QUOTED PASSAGE →

B. Landlord Work. The items of Landlord Work set forth in subsections (i) and (ii) of Section 1.2 of the Tenant Work Letter shall apply to the delivery and construction of the Tenant Improvements in the Second Expansion Premises. Subsection (iii) of Section 1.2 of the Tenant Work Letter shall not apply in connection with the Second Expansion Premises. Tenant, as part of the Tenant Improvements, and at Tenant’s sole cost and expense (subject to the Tenant Improvement Allowance), shall cause existing fire sprinklers pipe supports in the Second Expansion Premises to be repaired or replaced so that the same comply with applicable laws to the extent required to allow legal occupancy of the Second Expansion Premises (the “Compliance Work”).

C. No Restroom Allowance. Tenant shall not receive any Restroom Allowance with respect to the Second Expansion Premises, and, accordingly, the terms of Section 2.1.2 of the Tenant Work Letter shall not apply to the Second Expansion Premises.

D. Test-Fit Allowance. The terms of Section 2.1.3 of the Tenant Work Letter shall not apply to the Second Expansion Premises. Notwithstanding the foregoing, Tenant shall receive a “test fit” allowance with respect to the Second Expansion Premises equal to $.15 per rentable square foot of the Second Expansion Premises (i.e., $1,330.35).

E. Time Deadlines. With respect to the construction of the Second Expansion Premises, the Time Deadlines set forth in Schedule 1 to the Tenant Work Letter shall be as follows:

 

                         Dates

   Actions to be Performed

                         July 15, 2016

   Tenant to deliver Final Space Plan to Landlord.

                         September 15, 2016

   Tenant to deliver Final Working Drawings to Landlord.

                        Five (5)  business days after                         receipt of the Cost Proposal

                        by Tenant

   Tenant to approve Cost Proposal and deliver Cost Proposal to Landlord.

PROMPT 1 → Condense the paragraph of the lease excerpt that begins "B. Landlord Work" into a short bulleted list that keeps its main facts.
PROMPT 2 → Please reproduce the lease excerpt word for word from "July 15, 2016" up to and including "Drawings to Landlord.".
PROMPT 3 → Write the next part of the lease excerpt, picking up right after its final line.

COLLECTED DATA →
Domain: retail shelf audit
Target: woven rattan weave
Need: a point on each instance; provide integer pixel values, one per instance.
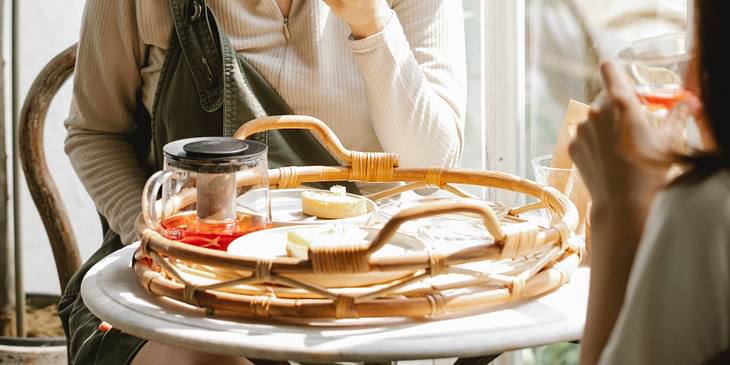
(520, 260)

EXPECTED OUTPUT 1 →
- Subsections (i) and (ii) of Section 1.2 of the Tenant Work Letter apply to delivering and building the Tenant Improvements in the Second Expansion Premises.
- Subsection (iii) of Section 1.2 does not apply to the Second Expansion Premises.
- As part of the Tenant Improvements, Tenant must repair or replace the existing fire sprinkler pipe supports there. This work is called the "Compliance Work."
- Tenant pays for this work, subject to the Tenant Improvement Allowance.
- The supports must comply with applicable laws to the extent needed for legal occupancy.

EXPECTED OUTPUT 2 →
July 15, 2016

   Tenant to deliver Final Space Plan to Landlord.

                         September 15, 2016

   Tenant to deliver Final Working Drawings to Landlord.

EXPECTED OUTPUT 3 →
9. Parking. Effective as of the Second Expansion Date and continuing throughout the Second Expansion Term, Tenant shall be entitled, but not obligated, to rent up to 2.25 unreserved parking passes per 1,000 rentable square feet of the Second Expansion Premises (i.e., up to 20 unreserved parking passes) in


connection with Tenant’s lease of the Second Expansion Premises (the “Second Expansion Parking Passes”). The Second Expansion Parking Passes shall be rented by Tenant at the then prevailing market parking rate as determined by Landlord. Except as provided herein, Tenant shall lease the Second Expansion Parking Passes in accordance with the provisions of Article 28 of the Original Lease.

10. Option Term. Tenant’s right to extend the Lease Term, as provided in Section 2.2 of the Original Lease, shall continue in effect and shall apply to the entire Premises (the Current Premises and Second Expansion Premises). All references in such Section 2.2 to the “expiration of the Lease Term” shall be deemed to refer to January 31, 2023.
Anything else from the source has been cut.